- [Task directions] Turn the listing below into a Markdown table with two columns, Row and Line. Put a running number in Row and one non-blank line of the listing in Line.

- [Supplied material]
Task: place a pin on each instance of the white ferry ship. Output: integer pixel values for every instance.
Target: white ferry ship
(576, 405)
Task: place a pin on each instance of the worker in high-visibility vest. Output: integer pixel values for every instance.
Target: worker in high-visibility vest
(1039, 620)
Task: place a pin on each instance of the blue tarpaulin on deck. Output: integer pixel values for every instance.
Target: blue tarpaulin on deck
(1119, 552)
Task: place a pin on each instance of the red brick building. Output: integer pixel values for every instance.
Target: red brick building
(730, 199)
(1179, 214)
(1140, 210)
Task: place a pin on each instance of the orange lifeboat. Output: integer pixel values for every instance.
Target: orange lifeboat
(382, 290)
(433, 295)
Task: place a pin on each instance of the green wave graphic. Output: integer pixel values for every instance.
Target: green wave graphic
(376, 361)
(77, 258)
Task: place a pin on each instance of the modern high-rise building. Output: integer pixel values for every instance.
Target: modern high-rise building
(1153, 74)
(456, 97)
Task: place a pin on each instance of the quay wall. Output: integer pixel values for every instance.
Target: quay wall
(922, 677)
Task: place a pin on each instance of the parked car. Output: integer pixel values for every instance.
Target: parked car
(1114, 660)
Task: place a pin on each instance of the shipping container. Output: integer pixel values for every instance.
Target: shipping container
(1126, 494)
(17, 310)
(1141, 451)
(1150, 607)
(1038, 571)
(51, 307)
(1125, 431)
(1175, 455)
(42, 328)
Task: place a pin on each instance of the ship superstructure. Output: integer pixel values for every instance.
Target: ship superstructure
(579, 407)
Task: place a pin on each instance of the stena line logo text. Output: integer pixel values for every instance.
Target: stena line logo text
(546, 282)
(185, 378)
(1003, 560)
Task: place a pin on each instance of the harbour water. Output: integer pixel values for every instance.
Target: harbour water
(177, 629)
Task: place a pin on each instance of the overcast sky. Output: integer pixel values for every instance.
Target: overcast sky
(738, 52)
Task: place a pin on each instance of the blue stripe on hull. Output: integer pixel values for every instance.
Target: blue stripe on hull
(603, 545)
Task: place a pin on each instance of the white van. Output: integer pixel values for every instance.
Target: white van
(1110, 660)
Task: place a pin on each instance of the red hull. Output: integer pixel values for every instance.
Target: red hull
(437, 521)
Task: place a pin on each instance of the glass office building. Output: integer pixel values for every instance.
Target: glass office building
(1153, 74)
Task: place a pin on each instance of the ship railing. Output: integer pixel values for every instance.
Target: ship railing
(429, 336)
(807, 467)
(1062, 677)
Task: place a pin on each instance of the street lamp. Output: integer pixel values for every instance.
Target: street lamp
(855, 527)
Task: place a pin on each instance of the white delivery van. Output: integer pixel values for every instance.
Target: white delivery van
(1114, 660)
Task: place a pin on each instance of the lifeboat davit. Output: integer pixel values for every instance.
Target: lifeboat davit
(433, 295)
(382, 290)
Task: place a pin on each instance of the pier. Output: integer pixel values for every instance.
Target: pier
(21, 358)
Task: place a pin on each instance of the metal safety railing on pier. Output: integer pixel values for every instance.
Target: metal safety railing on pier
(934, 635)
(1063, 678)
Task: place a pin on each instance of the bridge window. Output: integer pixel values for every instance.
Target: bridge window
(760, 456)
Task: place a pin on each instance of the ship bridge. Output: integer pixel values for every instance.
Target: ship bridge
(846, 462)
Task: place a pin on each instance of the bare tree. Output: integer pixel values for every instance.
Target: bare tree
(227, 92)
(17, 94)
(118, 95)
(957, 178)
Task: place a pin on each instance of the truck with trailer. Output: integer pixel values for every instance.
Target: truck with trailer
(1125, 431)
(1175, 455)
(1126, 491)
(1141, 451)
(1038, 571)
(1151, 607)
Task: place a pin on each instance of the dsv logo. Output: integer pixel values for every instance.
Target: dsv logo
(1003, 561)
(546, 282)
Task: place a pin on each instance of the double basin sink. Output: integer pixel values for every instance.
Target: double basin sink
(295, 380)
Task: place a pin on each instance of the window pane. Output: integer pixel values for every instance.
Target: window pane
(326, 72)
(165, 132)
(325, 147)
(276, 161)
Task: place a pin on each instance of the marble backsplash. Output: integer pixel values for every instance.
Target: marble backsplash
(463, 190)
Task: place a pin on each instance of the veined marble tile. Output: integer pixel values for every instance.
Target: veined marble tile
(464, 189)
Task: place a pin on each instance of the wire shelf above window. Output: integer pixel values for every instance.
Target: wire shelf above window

- [Result for this task]
| Row | Line |
|---|---|
| 1 | Task: place a pin on each instance of the white ferry ship. Output: integer pixel values for every instance. |
| 2 | Target: white ferry ship |
| 3 | (576, 405) |
| 4 | Task: place a pin on each instance of the worker in high-visibility vest. Output: integer pixel values for every instance. |
| 5 | Target: worker in high-visibility vest |
| 6 | (1039, 620) |
| 7 | Task: place a pin on each instance of the blue tarpaulin on deck. Output: integer pixel values for every instance. |
| 8 | Target: blue tarpaulin on deck |
| 9 | (1119, 552) |
| 10 | Task: place a pin on each instance of the red brick building. Output: integer pixel values for every instance. |
| 11 | Target: red brick building |
| 12 | (730, 199) |
| 13 | (1179, 214) |
| 14 | (1140, 210) |
| 15 | Task: place a pin on each instance of the orange lifeboat. Output: integer pixel values for every instance. |
| 16 | Target: orange lifeboat |
| 17 | (382, 290) |
| 18 | (433, 295) |
| 19 | Task: place a pin on each instance of the green wave graphic. Output: integer pixel values for every instance. |
| 20 | Target: green wave graphic |
| 21 | (376, 361) |
| 22 | (77, 258) |
| 23 | Task: place a pin on each instance of the modern high-rise building. Output: integer pixel values for every instance. |
| 24 | Target: modern high-rise building |
| 25 | (1153, 74) |
| 26 | (456, 97) |
| 27 | Task: place a pin on each instance of the quay wall. Output: integer pixel values for every instance. |
| 28 | Target: quay wall |
| 29 | (922, 677) |
| 30 | Task: place a pin on each instance of the parked car. Output: integer pixel values for every instance. |
| 31 | Target: parked car |
| 32 | (1114, 660) |
| 33 | Task: place a pin on each instance of the shipping container. Output: integer pixel values for every instance. |
| 34 | Target: shipping container |
| 35 | (1126, 494) |
| 36 | (17, 310) |
| 37 | (1141, 451) |
| 38 | (1150, 607) |
| 39 | (1038, 571) |
| 40 | (51, 307) |
| 41 | (1125, 431) |
| 42 | (1175, 455) |
| 43 | (42, 328) |
| 44 | Task: place a pin on each instance of the ship superstructure. Output: integer pixel values for every instance. |
| 45 | Target: ship superstructure |
| 46 | (579, 407) |
| 47 | Task: place a pin on each instance of the stena line logo text. Output: integer pixel values for every instance. |
| 48 | Target: stena line logo text |
| 49 | (546, 282) |
| 50 | (185, 378) |
| 51 | (1003, 560) |
| 52 | Task: place a pin on each instance of the harbour water. Output: integer pixel values for every instance. |
| 53 | Target: harbour water |
| 54 | (177, 629) |
| 55 | Task: place a pin on each instance of the overcast sky. Output: integer pixel values for every instance. |
| 56 | Target: overcast sky |
| 57 | (738, 52) |
| 58 | Task: place a pin on each instance of the blue stripe on hull. Output: integer pixel values for every instance. |
| 59 | Target: blue stripe on hull |
| 60 | (603, 545) |
| 61 | Task: place a pin on each instance of the white van. Output: integer pixel values for every instance. |
| 62 | Target: white van |
| 63 | (1110, 660) |
| 64 | Task: place a pin on each instance of the red hull. Output: integer pixel values for every instance. |
| 65 | Target: red hull |
| 66 | (437, 521) |
| 67 | Task: place a pin on each instance of the glass office building. Output: integer pixel values for every instance. |
| 68 | Target: glass office building |
| 69 | (1153, 74) |
| 70 | Task: place a pin on each instance of the ship railing. Output: integer pixel values for every instance. |
| 71 | Target: ship railing |
| 72 | (429, 336) |
| 73 | (807, 467) |
| 74 | (1062, 677) |
| 75 | Task: place a pin on each instance of the street lamp. Output: integer pixel values for every instance. |
| 76 | Target: street lamp |
| 77 | (855, 527) |
| 78 | Task: place a pin on each instance of the white delivery van. Output: integer pixel values for every instance. |
| 79 | Target: white delivery van |
| 80 | (1114, 660) |
| 81 | Task: place a pin on each instance of the lifeboat davit. Output: integer pixel values for every instance. |
| 82 | Target: lifeboat davit |
| 83 | (433, 295) |
| 84 | (382, 290) |
| 85 | Task: place a pin on each instance of the pier. Output: integer pixel values for every instance. |
| 86 | Target: pier |
| 87 | (21, 358) |
| 88 | Task: place a pin on each instance of the metal safety railing on pier. Output: integer pixel values for every instance. |
| 89 | Target: metal safety railing on pier |
| 90 | (934, 635) |
| 91 | (1063, 678) |
| 92 | Task: place a pin on each instance of the bridge window. Output: integer pixel values for every instance. |
| 93 | Target: bridge window |
| 94 | (760, 456) |
| 95 | Task: place a pin on each instance of the ship bridge. Output: integer pixel values for every instance. |
| 96 | Target: ship bridge |
| 97 | (846, 462) |
| 98 | Task: place a pin on each instance of the bare tree. Output: integer pixel values for every instance. |
| 99 | Target: bare tree |
| 100 | (227, 92) |
| 101 | (17, 94) |
| 102 | (118, 95) |
| 103 | (957, 178) |
| 104 | Task: place a pin on each instance of the truck with trailer. Output: integer pixel values for every instance. |
| 105 | Target: truck with trailer |
| 106 | (1125, 431) |
| 107 | (1175, 455) |
| 108 | (1126, 491) |
| 109 | (1141, 451) |
| 110 | (1038, 571) |
| 111 | (1151, 607) |
| 112 | Task: place a pin on each instance of the dsv logo. Output: integer pixel values for every instance. |
| 113 | Target: dsv logo |
| 114 | (1003, 561) |
| 115 | (546, 282) |
| 116 | Task: place a pin on each instance of the double basin sink. Output: integer pixel values for every instance. |
| 117 | Target: double basin sink |
| 118 | (295, 380) |
| 119 | Task: place a pin on each instance of the window pane. Output: integer pixel values for every instance. |
| 120 | Target: window pane |
| 121 | (326, 72) |
| 122 | (165, 132) |
| 123 | (325, 147) |
| 124 | (276, 161) |
| 125 | Task: place a pin on each instance of the marble backsplash. Output: integer pixel values for every instance. |
| 126 | Target: marble backsplash |
| 127 | (463, 190) |
| 128 | Task: place a pin on each instance of the veined marble tile. Output: integer pixel values for every instance. |
| 129 | Target: veined marble tile |
| 130 | (464, 189) |
| 131 | Task: place a pin on each instance of the wire shelf above window. Output: integer pixel values for every instance. |
| 132 | Target: wire shelf above window |